- Task goal: Can you reproduce, character for character, the part of the rows below that opens with the line containing "Trace the outline of every instance of the white" and closes with the last of the rows?

- Data for processing:

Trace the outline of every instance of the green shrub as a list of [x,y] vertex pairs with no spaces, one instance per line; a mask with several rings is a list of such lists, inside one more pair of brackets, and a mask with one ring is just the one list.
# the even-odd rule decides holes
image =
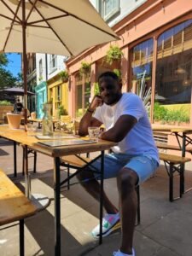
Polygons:
[[154,119],[163,123],[189,123],[189,115],[183,111],[183,108],[169,110],[159,103],[154,103]]

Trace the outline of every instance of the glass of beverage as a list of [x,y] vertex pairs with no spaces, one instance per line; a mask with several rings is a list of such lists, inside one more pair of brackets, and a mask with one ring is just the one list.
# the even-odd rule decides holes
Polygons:
[[99,133],[100,133],[100,128],[99,127],[88,127],[88,133],[90,139],[91,141],[94,141],[96,143],[98,142]]
[[27,124],[26,125],[27,136],[34,136],[36,131],[36,125],[33,124]]

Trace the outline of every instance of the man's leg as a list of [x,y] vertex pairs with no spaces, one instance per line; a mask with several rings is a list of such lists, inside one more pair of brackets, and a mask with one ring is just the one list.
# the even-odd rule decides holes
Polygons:
[[[100,201],[101,186],[91,171],[83,170],[77,175],[78,179],[85,190],[98,201]],[[103,207],[108,214],[115,214],[119,211],[112,204],[105,192],[103,191]]]
[[136,184],[137,174],[130,168],[122,168],[117,177],[119,210],[121,218],[122,241],[120,252],[132,254],[133,233],[136,223],[137,196]]

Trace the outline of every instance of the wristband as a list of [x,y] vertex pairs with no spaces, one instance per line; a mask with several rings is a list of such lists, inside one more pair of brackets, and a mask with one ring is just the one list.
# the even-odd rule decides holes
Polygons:
[[89,109],[89,108],[87,108],[87,112],[90,112],[90,113],[94,113],[94,110],[90,110],[90,109]]

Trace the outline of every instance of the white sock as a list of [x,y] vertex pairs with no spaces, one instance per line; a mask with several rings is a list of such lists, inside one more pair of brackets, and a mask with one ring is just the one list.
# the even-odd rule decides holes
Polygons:
[[118,251],[119,253],[119,256],[135,256],[135,251],[134,249],[132,248],[132,253],[131,254],[125,254],[124,253],[122,253],[120,250]]
[[115,214],[108,214],[108,213],[107,213],[105,215],[105,217],[107,217],[108,220],[110,219],[110,217],[113,217],[113,222],[115,223],[118,219],[119,219],[119,212],[117,212]]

- Exercise output:
Trace the outline of every instance of the white sock as a list of [x,y] vertex pairs with no spaces, one instance per line; a mask with several rings is a list of such lists, inside one more pair of brackets, and a mask with one ring is just the one list.
# the even-odd rule decides holes
Polygons:
[[118,251],[119,253],[119,256],[135,256],[135,251],[134,249],[132,248],[132,253],[131,254],[125,254],[124,253],[122,253],[120,250]]
[[115,214],[108,214],[108,213],[107,213],[105,215],[105,217],[107,217],[108,220],[110,219],[110,217],[113,217],[113,222],[115,223],[118,219],[119,219],[119,212],[117,212]]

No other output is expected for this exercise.